Collected data entries

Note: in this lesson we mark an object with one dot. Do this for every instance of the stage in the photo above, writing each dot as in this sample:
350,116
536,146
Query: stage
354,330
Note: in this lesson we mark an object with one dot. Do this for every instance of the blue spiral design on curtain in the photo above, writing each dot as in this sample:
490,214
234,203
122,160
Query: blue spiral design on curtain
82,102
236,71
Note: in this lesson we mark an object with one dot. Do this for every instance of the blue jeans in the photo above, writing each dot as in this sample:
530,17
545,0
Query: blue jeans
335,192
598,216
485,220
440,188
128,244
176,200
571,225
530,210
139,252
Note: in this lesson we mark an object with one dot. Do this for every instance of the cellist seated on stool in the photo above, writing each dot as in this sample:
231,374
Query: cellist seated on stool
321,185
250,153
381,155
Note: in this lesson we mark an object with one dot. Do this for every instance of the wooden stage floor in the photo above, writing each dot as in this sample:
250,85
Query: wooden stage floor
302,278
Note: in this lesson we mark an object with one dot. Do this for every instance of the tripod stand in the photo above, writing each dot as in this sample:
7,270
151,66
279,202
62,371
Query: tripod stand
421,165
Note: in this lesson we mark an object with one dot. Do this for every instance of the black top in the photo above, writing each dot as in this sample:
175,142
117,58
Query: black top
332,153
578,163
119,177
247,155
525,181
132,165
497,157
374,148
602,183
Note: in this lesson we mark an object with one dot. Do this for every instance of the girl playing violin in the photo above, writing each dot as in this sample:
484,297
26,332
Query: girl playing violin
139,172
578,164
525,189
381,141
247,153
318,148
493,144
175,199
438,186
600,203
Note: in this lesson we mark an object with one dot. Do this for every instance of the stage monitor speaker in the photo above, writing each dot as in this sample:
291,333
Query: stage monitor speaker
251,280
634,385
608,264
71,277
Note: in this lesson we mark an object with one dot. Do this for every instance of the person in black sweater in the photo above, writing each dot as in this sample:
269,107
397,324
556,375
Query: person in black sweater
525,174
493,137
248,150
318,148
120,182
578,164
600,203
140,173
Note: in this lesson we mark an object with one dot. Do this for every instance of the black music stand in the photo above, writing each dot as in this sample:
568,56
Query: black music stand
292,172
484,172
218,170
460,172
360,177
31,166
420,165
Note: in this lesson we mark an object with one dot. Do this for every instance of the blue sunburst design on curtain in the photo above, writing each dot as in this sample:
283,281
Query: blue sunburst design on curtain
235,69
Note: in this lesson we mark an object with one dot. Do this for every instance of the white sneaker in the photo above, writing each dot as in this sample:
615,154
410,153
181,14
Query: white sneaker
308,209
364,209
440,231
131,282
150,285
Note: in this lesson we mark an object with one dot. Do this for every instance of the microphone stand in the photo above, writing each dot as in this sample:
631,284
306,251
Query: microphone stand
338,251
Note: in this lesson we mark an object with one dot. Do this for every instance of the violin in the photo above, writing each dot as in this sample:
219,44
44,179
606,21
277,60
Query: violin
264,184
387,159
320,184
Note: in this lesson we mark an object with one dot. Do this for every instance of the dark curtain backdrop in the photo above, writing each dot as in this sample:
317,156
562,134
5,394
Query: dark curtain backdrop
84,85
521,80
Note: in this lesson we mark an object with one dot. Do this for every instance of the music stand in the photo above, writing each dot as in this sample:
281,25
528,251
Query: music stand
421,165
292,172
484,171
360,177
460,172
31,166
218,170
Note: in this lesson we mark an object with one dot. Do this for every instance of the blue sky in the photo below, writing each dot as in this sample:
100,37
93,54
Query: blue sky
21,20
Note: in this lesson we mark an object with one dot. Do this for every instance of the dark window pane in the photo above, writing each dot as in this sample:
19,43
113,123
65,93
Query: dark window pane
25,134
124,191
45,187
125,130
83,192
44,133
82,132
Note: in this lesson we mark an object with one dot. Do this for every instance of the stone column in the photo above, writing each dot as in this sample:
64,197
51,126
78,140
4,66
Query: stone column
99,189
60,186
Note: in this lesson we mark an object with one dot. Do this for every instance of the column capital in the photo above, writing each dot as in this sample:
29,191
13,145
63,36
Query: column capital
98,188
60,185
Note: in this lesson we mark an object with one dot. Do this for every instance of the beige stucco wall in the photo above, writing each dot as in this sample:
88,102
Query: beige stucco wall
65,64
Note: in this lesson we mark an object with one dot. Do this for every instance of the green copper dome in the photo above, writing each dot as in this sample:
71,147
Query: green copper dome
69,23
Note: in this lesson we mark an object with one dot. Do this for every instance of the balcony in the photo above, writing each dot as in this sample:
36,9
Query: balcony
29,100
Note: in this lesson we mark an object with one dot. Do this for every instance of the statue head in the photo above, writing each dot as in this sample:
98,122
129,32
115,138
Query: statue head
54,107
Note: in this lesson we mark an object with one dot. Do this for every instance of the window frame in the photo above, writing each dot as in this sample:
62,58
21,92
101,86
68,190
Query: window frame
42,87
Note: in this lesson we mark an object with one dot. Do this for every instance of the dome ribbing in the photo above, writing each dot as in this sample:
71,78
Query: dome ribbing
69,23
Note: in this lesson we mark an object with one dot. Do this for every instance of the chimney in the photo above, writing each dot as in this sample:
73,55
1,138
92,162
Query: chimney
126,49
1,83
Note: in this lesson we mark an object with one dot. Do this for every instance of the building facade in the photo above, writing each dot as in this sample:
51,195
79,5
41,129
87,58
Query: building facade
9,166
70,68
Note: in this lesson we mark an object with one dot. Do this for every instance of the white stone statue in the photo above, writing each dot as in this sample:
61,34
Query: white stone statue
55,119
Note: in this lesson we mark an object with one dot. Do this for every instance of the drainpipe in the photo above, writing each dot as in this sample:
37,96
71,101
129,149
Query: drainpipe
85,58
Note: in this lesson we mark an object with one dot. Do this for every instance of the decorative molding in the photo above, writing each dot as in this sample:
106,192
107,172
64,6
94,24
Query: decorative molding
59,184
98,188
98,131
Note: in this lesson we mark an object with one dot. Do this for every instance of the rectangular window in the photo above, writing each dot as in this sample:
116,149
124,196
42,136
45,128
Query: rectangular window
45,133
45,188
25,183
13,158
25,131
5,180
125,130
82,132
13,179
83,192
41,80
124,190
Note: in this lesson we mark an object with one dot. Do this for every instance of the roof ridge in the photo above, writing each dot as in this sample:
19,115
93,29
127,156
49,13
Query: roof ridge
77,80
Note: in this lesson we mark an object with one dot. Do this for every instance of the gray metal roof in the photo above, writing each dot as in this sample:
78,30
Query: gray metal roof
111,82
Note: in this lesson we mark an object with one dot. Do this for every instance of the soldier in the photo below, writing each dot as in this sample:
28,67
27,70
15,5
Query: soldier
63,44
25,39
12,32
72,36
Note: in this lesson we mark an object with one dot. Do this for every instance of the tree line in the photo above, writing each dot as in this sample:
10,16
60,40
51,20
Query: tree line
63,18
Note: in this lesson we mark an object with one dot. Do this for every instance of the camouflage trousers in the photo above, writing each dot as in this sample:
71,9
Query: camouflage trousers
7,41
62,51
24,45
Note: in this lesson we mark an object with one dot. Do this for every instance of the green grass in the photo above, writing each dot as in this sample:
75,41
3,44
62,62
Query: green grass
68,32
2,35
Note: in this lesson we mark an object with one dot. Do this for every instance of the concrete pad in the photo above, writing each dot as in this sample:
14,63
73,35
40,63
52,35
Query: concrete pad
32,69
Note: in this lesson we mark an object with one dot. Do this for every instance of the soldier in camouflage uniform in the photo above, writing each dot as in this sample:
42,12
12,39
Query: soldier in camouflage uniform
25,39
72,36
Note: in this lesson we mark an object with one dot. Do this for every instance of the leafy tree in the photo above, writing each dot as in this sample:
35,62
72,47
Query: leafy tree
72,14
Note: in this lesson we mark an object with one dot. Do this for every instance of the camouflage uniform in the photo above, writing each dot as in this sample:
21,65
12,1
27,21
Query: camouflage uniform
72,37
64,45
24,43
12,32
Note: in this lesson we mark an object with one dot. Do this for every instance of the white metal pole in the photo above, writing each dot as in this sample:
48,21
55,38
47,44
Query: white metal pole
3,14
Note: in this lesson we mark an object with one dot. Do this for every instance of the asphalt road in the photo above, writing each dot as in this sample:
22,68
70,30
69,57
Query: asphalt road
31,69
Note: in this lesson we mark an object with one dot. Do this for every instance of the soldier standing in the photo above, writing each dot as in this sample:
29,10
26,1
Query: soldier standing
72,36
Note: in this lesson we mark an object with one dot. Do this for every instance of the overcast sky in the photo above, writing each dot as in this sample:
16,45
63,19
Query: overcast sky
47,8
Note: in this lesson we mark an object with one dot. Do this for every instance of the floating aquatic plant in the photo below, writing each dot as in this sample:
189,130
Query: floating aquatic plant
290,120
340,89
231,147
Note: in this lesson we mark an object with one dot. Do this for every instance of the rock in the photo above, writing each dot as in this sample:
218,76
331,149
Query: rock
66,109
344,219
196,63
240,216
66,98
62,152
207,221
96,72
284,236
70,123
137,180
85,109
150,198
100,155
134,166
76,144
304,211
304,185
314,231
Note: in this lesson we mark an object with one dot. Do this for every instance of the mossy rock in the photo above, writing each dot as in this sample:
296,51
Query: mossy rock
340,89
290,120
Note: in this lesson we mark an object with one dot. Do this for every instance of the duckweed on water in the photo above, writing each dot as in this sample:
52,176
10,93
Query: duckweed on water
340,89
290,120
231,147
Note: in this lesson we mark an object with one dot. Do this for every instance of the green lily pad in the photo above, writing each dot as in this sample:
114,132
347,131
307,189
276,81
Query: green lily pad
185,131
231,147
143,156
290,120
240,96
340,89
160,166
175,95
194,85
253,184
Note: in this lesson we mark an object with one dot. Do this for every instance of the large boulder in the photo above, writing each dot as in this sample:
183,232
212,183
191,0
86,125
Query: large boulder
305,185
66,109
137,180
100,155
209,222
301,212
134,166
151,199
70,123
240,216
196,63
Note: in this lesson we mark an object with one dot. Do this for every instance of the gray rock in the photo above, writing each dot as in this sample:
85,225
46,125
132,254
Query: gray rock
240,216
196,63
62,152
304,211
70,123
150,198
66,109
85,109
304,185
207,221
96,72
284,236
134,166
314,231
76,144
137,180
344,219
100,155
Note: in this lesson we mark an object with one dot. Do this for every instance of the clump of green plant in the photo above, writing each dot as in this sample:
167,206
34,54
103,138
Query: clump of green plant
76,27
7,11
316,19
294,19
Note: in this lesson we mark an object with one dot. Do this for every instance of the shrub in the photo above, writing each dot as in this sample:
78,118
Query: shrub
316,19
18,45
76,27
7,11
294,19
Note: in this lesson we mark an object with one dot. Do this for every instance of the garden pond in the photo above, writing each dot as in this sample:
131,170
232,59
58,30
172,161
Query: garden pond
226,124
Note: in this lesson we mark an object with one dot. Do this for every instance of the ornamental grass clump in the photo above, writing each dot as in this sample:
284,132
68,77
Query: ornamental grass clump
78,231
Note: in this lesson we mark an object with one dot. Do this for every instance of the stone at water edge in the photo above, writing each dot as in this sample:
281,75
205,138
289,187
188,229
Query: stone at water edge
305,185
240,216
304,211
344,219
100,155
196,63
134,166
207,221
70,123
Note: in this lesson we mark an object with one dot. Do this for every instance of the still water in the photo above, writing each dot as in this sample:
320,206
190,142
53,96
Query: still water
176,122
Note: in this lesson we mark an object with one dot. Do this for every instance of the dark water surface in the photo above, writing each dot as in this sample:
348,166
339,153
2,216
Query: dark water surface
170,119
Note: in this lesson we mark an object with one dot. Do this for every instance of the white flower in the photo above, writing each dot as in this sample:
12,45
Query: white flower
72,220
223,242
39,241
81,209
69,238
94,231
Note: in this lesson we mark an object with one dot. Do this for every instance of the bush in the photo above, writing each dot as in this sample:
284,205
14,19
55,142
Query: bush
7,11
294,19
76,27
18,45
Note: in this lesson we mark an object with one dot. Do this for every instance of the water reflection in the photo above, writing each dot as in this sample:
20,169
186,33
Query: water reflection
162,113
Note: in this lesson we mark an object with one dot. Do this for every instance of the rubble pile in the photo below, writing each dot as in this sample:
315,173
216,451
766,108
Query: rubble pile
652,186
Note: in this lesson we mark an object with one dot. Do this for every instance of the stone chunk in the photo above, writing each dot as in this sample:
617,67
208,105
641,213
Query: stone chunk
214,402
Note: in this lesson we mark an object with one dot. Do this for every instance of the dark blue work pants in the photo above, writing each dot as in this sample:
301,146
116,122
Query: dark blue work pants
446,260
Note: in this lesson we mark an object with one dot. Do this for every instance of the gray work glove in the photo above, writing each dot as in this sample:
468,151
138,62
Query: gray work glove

Instruction:
Could you quote, exactly as they appear, the line containing "of the bush" and every line after it to the end of the records above?

Response to this exercise:
Note: in this lesson we mark an object with one dot. Do this for every instance of the bush in the photo above, writing each dot as in this sample:
284,205
14,19
55,142
Query: bush
7,11
294,19
76,27
18,45
Note: in this lesson we mark an object with one dot. Do this for every instance of the water reflection in the photo above, writing each dot as in this sample:
20,169
186,33
Query: water reflection
162,113
Note: in this lesson we mark an object with one dot. Do this for every instance of the rubble pile in the photo below, writing each dot as in this sample:
315,173
216,451
766,108
Query: rubble pile
652,186
Note: in this lesson we mark an object with one dot. Do this for every instance of the stone chunk in the photo above, writing each dot as in this sample:
617,67
208,105
641,213
Query: stone chunk
214,402
Note: in this lesson we mark an object with one dot. Do this for every instance of the dark blue work pants in the photo above, writing each dot as in this sample:
301,146
116,122
Query: dark blue work pants
446,260
Note: in this lesson we mark an object with one dot. Do this for every instance of the gray work glove in the photo above, writing each dot as in this sample:
468,151
138,62
Query: gray work glove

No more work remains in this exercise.